■ **Document excerpt**
I can't see how anyone would think 26k+ a year is not a well-paid job. In my current job i would have to work constantly to get that sort of money.

What do you expect your job to be? assuming you complete your degree and become a social worker.

Which field of care do you want to specialise in?

filee777 Sat 28-Sep-13 17:13:31

An unqualified social worker would not have the legal standing to implement change though, its like saying a doctors receptionist is a doctor because they can sign off repeat prescriptions.

roadwalker Sat 28-Sep-13 17:13:42

what area do you want to work in?

aintnothinbutagstring Sat 28-Sep-13 17:15:45

Are social worker regulated by a professional body, that can suspend or strike them off if they get it wrong? Like doctors, nurses and whatnot?

AgentZigzag Sat 28-Sep-13 17:16:07

If the reason for people going in to social work is because imagining the harsh reality isn't a fraction of how difficult it is, why do so many stay in the role for so long?

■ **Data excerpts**
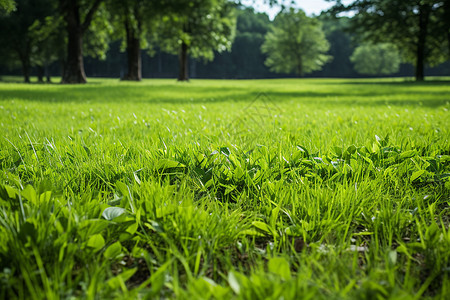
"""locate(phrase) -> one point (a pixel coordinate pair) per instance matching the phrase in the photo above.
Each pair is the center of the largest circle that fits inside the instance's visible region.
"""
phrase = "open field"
(268, 189)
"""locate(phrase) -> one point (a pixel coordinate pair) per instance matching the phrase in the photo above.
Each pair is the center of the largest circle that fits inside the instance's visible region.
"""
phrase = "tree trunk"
(26, 65)
(74, 69)
(26, 73)
(424, 16)
(133, 54)
(40, 71)
(183, 59)
(47, 74)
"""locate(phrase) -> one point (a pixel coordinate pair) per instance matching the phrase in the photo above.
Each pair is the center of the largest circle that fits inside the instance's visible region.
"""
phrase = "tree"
(295, 44)
(419, 28)
(7, 6)
(17, 36)
(134, 24)
(198, 28)
(379, 59)
(77, 24)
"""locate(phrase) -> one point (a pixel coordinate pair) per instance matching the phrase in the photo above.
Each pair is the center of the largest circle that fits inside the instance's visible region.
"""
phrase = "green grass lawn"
(260, 189)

■ **Work instruction 1**
Please answer these questions using the social work thread:
(a) What yearly pay does the first poster call a well-paid job?
(b) According to filee777, who is an unqualified social worker like?
(c) Which professions does aintnothinbutagstring name as being regulated by a professional body?
■ **Work instruction 2**
Retype the part of the social work thread starting at "filee777 Sat 28-Sep-13" and ending at "to work in?".

■ **Answer box 1**
(a) 26k+ a year
(b) A doctor's receptionist who can sign off repeat prescriptions
(c) Doctors and nurses

■ **Answer box 2**
filee777 Sat 28-Sep-13 17:13:31

An unqualified social worker would not have the legal standing to implement change though, its like saying a doctors receptionist is a doctor because they can sign off repeat prescriptions.

roadwalker Sat 28-Sep-13 17:13:42

what area do you want to work in?